# [WHAT YOU HAVE TO DO]
Reproduce exactly the lines below, starting with the line that contains "[trace] computer monitor" and ending with the last line of the records, both included, and nothing else.

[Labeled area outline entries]
* * * * *

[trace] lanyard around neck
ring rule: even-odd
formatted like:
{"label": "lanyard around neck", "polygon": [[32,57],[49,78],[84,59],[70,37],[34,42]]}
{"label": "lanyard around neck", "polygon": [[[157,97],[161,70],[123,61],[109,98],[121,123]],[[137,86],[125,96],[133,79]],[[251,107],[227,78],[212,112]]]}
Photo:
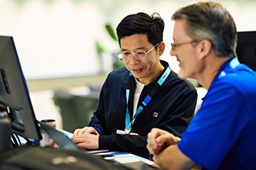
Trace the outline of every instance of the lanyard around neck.
{"label": "lanyard around neck", "polygon": [[130,120],[130,112],[128,109],[128,102],[129,102],[129,96],[130,96],[130,88],[131,88],[131,82],[132,78],[132,74],[130,72],[128,82],[127,82],[127,88],[126,88],[126,115],[125,115],[125,133],[130,133],[131,130],[131,123],[132,121],[142,112],[142,110],[146,107],[148,103],[150,101],[150,99],[153,98],[154,94],[156,93],[156,91],[159,89],[159,88],[164,83],[164,82],[168,77],[169,74],[171,73],[171,69],[168,66],[166,70],[165,71],[164,74],[161,76],[161,77],[157,81],[157,83],[154,86],[154,88],[151,89],[149,94],[146,96],[146,98],[143,99],[143,101],[140,104],[138,109],[137,110],[134,116],[132,117],[132,120]]}

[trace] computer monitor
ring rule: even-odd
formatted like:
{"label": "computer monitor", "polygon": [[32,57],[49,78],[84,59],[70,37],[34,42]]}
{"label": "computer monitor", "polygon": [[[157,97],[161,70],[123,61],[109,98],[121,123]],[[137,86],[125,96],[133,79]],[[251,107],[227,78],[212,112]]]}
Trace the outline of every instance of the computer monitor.
{"label": "computer monitor", "polygon": [[0,36],[0,100],[7,105],[12,133],[42,139],[12,37]]}
{"label": "computer monitor", "polygon": [[256,71],[256,31],[238,31],[236,54],[241,63]]}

* * * * *

# [RESULT OF THE TASK]
[trace] computer monitor
ring rule: even-odd
formatted like:
{"label": "computer monitor", "polygon": [[32,57],[49,78],[84,59],[70,37],[34,42]]}
{"label": "computer monitor", "polygon": [[[157,97],[161,70],[123,61],[109,98],[121,123]],[[137,86],[125,96],[133,79]],[[251,107],[227,78],[212,112]]]}
Trace the outline of every instance of the computer monitor.
{"label": "computer monitor", "polygon": [[0,36],[0,100],[7,105],[12,133],[42,139],[12,37]]}
{"label": "computer monitor", "polygon": [[256,71],[256,31],[238,31],[236,54],[241,63]]}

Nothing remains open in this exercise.